- **Aim of the task**: Set down, without alteration, the lines from the one that contains "of the distant" through the final line of the material below.

- **Records shown**:
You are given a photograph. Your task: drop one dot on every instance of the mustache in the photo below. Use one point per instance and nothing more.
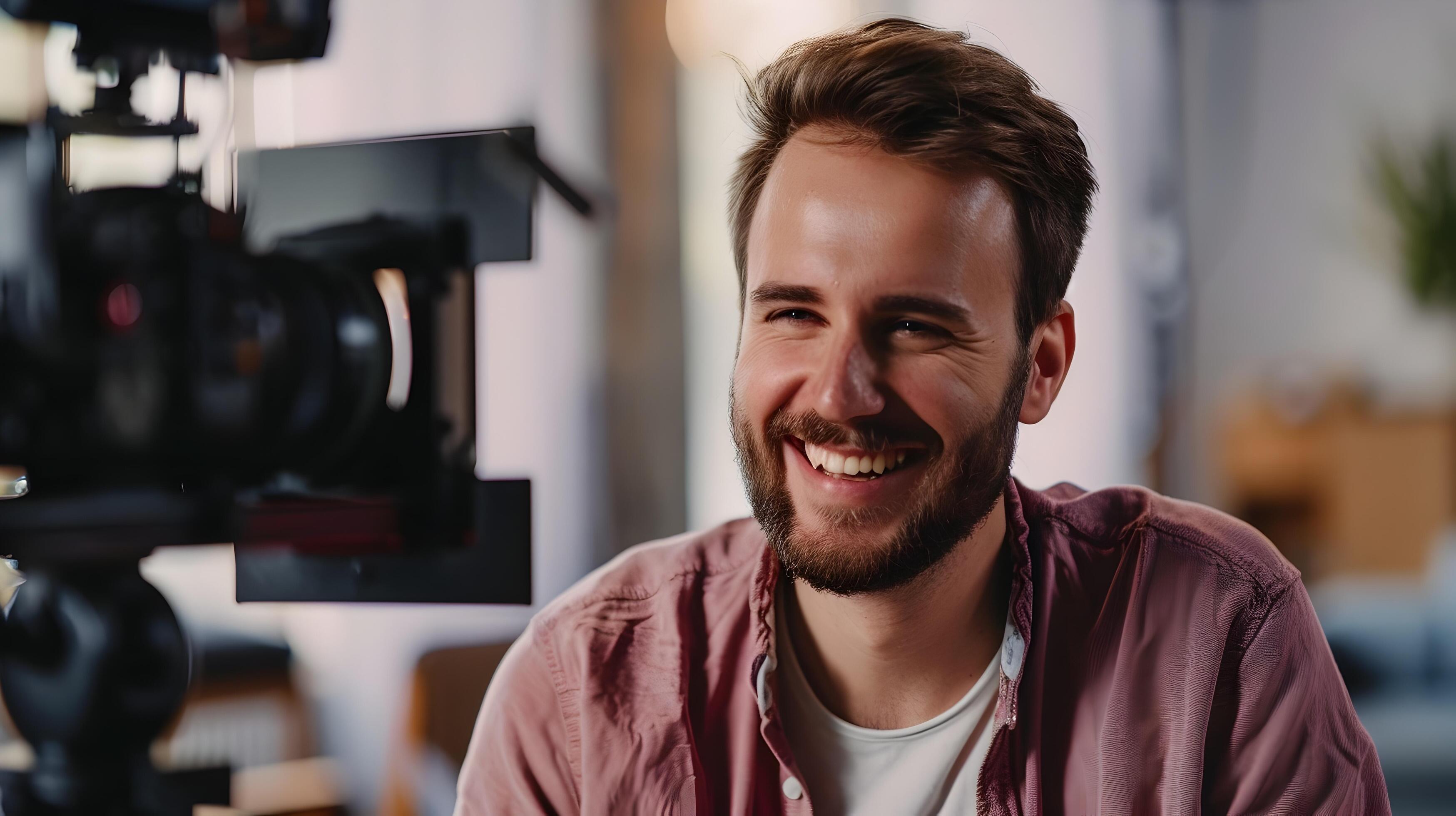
(817, 430)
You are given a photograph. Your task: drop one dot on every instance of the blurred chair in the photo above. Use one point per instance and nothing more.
(1339, 487)
(445, 699)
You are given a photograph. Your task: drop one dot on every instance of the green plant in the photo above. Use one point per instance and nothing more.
(1420, 193)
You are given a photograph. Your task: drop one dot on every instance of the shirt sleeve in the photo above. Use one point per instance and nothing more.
(1295, 744)
(518, 761)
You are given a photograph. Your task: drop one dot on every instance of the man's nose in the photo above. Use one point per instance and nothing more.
(846, 384)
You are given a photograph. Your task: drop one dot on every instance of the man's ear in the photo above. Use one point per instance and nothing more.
(1052, 349)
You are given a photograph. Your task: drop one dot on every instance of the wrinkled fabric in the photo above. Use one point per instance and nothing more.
(1162, 658)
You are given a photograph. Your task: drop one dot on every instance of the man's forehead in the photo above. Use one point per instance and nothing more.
(851, 218)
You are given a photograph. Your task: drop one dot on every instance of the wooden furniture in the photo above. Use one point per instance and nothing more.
(1350, 490)
(445, 699)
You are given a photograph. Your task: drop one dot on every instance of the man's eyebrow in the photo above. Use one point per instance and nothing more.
(779, 292)
(931, 306)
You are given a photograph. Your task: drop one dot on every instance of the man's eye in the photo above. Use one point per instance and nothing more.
(796, 315)
(915, 327)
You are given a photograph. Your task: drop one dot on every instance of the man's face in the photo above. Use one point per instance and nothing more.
(880, 373)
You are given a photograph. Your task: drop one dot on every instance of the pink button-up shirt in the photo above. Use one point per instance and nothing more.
(1162, 658)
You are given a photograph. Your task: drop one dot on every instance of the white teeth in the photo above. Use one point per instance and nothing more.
(836, 464)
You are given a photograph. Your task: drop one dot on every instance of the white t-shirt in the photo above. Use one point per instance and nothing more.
(852, 771)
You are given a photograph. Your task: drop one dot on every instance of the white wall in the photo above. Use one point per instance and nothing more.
(426, 67)
(1294, 261)
(1097, 428)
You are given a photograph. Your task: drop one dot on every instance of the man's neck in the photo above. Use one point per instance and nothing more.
(899, 658)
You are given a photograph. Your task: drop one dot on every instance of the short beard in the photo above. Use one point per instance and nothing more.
(958, 492)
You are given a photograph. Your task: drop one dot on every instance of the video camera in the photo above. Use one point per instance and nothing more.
(293, 373)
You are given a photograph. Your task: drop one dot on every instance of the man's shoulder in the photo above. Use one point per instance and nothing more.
(659, 570)
(1130, 516)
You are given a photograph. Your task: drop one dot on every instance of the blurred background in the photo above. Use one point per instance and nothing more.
(1266, 308)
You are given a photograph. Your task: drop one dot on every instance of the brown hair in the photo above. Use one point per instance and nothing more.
(932, 97)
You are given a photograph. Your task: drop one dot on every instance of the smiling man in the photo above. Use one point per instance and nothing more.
(902, 627)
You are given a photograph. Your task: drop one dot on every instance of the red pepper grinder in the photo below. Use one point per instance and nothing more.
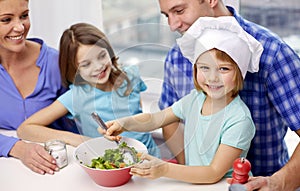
(241, 169)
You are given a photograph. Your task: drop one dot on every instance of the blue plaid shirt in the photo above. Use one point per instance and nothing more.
(272, 95)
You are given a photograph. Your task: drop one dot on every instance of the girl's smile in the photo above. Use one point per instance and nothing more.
(94, 65)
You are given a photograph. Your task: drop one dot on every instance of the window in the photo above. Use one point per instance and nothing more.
(282, 17)
(138, 34)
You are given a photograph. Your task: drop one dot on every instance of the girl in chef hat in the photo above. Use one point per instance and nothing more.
(218, 124)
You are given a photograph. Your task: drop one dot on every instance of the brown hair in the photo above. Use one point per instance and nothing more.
(86, 34)
(238, 78)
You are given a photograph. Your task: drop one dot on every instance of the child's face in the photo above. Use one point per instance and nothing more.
(94, 65)
(215, 77)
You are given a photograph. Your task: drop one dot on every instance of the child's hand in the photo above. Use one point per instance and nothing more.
(113, 131)
(152, 167)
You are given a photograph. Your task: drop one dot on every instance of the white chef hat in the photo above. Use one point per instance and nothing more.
(225, 34)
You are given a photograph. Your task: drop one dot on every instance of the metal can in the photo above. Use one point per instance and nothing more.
(58, 150)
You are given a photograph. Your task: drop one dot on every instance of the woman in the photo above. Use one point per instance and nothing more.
(97, 83)
(30, 81)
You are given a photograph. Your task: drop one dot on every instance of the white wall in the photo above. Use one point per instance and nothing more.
(50, 18)
(233, 3)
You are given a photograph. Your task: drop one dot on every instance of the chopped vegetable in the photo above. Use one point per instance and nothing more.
(113, 158)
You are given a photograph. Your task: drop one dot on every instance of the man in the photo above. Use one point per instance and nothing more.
(272, 94)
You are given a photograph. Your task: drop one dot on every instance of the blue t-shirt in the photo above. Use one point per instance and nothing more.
(15, 109)
(82, 100)
(232, 126)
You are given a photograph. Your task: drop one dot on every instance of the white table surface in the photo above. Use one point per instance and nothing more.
(14, 176)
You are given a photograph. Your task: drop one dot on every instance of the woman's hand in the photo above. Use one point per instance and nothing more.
(151, 167)
(35, 157)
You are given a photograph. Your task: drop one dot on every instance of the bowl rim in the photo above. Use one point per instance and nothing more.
(77, 160)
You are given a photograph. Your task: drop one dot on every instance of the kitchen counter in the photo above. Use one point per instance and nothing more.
(15, 176)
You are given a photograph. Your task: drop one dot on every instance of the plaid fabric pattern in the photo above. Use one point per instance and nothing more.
(272, 95)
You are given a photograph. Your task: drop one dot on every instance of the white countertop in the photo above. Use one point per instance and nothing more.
(14, 176)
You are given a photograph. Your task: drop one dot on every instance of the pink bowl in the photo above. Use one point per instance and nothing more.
(96, 147)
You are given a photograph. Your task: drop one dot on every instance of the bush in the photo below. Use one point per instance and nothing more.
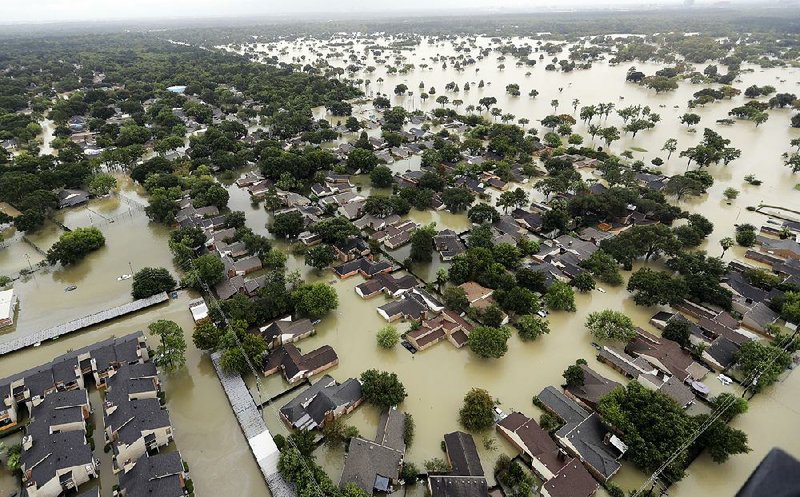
(73, 246)
(477, 413)
(150, 281)
(388, 337)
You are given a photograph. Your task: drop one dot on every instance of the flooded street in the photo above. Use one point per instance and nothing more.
(438, 378)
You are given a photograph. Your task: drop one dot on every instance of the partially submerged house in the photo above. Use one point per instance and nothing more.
(563, 475)
(322, 402)
(374, 466)
(584, 435)
(448, 325)
(296, 366)
(466, 477)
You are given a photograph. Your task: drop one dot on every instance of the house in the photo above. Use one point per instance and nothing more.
(572, 480)
(666, 356)
(786, 249)
(351, 249)
(564, 476)
(595, 387)
(387, 284)
(414, 304)
(57, 463)
(8, 306)
(363, 266)
(759, 317)
(322, 402)
(199, 310)
(134, 428)
(296, 366)
(133, 382)
(71, 198)
(375, 466)
(466, 478)
(283, 331)
(626, 364)
(447, 325)
(669, 386)
(594, 445)
(480, 297)
(448, 244)
(161, 475)
(583, 435)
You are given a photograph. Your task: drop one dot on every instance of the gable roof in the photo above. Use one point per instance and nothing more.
(463, 454)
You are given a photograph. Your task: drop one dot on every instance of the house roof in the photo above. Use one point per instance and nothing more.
(156, 475)
(51, 453)
(463, 454)
(665, 355)
(391, 428)
(366, 462)
(571, 481)
(537, 442)
(458, 486)
(587, 438)
(595, 387)
(566, 408)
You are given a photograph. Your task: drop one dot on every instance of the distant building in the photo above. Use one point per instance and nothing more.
(8, 305)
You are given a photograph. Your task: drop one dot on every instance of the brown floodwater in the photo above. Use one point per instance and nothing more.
(438, 378)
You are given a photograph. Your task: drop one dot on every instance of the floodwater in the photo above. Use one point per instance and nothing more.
(436, 379)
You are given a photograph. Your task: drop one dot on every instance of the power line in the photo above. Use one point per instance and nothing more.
(719, 411)
(255, 375)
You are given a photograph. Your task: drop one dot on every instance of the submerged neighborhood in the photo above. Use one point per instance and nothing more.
(238, 249)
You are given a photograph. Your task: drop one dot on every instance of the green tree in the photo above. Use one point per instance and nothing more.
(574, 375)
(677, 331)
(489, 342)
(603, 267)
(315, 300)
(650, 287)
(210, 268)
(611, 325)
(422, 244)
(455, 298)
(320, 256)
(530, 327)
(74, 245)
(388, 337)
(288, 224)
(150, 281)
(381, 177)
(583, 282)
(477, 412)
(171, 350)
(206, 336)
(102, 183)
(362, 160)
(560, 297)
(761, 363)
(382, 389)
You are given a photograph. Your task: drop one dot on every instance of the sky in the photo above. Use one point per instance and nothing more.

- **The response**:
You are given a photograph. Your task: drop one dot on every instance of the distant building in the photo above. Use one point per instance and nothing more.
(8, 305)
You are given a photograph. Your task: drop one dot on every instance of the brown floodwater in the photo above. Use one point per instance and nothing more.
(438, 378)
You are given a photograph. Your task: drop one dot on every instance of the floodwater in the photo above. Use one point per instance and nothing more.
(436, 379)
You are given a photograph. Your task: drop one dot on every instance of the power line in the photo above. Use one point per instance and nothing more.
(719, 411)
(255, 375)
You are given a photograph. Your task: drop one dot on every instance of the submerged neighborhood in the photo above. Use one point per instance and nothing more.
(238, 249)
You are given a photograph. Your task: drop one dot on every instance of the green tree in the photo above. Use one point per instance and nothing more.
(574, 375)
(677, 331)
(489, 342)
(603, 267)
(315, 300)
(650, 287)
(210, 268)
(611, 325)
(422, 244)
(455, 298)
(320, 256)
(530, 327)
(74, 245)
(388, 337)
(288, 224)
(150, 281)
(381, 177)
(583, 282)
(477, 412)
(171, 350)
(206, 336)
(102, 183)
(362, 160)
(560, 297)
(761, 363)
(382, 389)
You are given a photograph. Your task: drop one dot on every instance of the sky in the photo above. Use one point per instance and nothing more.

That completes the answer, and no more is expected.